> [DATA LINES]

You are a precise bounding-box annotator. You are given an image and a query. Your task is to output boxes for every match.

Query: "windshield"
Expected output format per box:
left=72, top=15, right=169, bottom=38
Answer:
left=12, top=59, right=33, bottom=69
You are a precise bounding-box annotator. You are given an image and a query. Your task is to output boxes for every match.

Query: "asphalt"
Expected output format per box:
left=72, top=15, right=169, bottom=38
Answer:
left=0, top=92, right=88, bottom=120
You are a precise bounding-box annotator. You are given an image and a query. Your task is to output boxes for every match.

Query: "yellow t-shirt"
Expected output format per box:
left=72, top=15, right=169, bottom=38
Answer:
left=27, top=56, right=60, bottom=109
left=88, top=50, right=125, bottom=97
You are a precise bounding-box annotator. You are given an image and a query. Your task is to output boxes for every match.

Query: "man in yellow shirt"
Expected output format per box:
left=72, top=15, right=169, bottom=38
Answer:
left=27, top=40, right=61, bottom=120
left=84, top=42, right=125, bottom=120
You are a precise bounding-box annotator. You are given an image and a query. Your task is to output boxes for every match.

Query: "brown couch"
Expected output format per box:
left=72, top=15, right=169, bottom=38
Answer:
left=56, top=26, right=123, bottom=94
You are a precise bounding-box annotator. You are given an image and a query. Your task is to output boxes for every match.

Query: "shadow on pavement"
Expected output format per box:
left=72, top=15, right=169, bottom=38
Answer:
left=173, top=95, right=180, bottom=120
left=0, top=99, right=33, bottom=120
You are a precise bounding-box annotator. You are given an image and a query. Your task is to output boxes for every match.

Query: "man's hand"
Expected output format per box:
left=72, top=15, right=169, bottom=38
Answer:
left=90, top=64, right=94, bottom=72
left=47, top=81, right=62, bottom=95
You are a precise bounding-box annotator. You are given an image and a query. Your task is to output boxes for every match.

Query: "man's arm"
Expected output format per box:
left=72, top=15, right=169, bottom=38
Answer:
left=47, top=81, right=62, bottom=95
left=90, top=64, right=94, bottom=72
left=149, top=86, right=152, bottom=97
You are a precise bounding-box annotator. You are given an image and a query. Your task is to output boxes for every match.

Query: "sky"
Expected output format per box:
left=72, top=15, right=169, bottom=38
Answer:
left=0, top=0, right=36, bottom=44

> [TASK DESCRIPTION] Write out the records above again, keeping each one identical to the original.

> [EXERCISE RESPONSE]
You are a precise bounding-box annotator. You are given an image and a query. Your task is to output boxes for every match.

Query: "windshield"
Expected output format per box:
left=72, top=15, right=169, bottom=38
Answer:
left=12, top=59, right=33, bottom=69
You are a precise bounding-box annotator. You are given an image and a query. Your task is to output boxes for every match.

Query: "asphalt"
Expected output format per box:
left=72, top=15, right=169, bottom=38
Answer:
left=0, top=92, right=88, bottom=120
You are a precise bounding-box annotator. You are given an image and a query. Your task is to output boxes for every match.

Query: "yellow t-shirt"
Expected output format per box:
left=72, top=15, right=169, bottom=38
Answer:
left=27, top=56, right=60, bottom=109
left=88, top=50, right=125, bottom=97
You are a precise bounding-box annotator. You are given an image and a query. Your task is to output boxes for every match.

Query: "man in yellow shirt"
Expected output format per box:
left=72, top=15, right=169, bottom=38
Answer:
left=27, top=40, right=61, bottom=120
left=84, top=42, right=125, bottom=120
You are a precise bounding-box annotator. You are given an image and a query. Your task is to output boxes for every match.

Query: "brown couch"
Expected output format per box:
left=72, top=15, right=169, bottom=38
Answer:
left=56, top=26, right=123, bottom=94
You are a precise bounding-box annotator. You are given an image and a query. Your task is to output boxes for every match.

Query: "shadow on pavement"
Expected output format per box:
left=72, top=15, right=169, bottom=38
Answer:
left=173, top=95, right=180, bottom=120
left=0, top=99, right=33, bottom=120
You are a precise bounding-box annotator. You are given an image and a query. Your task is to output boxes for every match.

Query: "man's hand"
Expected output format per box:
left=72, top=15, right=169, bottom=38
Answer:
left=90, top=64, right=94, bottom=72
left=47, top=81, right=62, bottom=95
You are a precise bounding-box annotator. You are given an image and a query. Your task is to output boxes for every match.

Query: "man's arm"
Expected output format per box:
left=72, top=15, right=169, bottom=38
Answer:
left=47, top=81, right=62, bottom=95
left=90, top=64, right=94, bottom=72
left=149, top=86, right=152, bottom=97
You are a precise bounding-box annotator. You are given an image and a query. Your task is to output boxes for every match.

Query: "sky"
Expected output format per box:
left=72, top=15, right=169, bottom=38
Answer:
left=0, top=0, right=36, bottom=44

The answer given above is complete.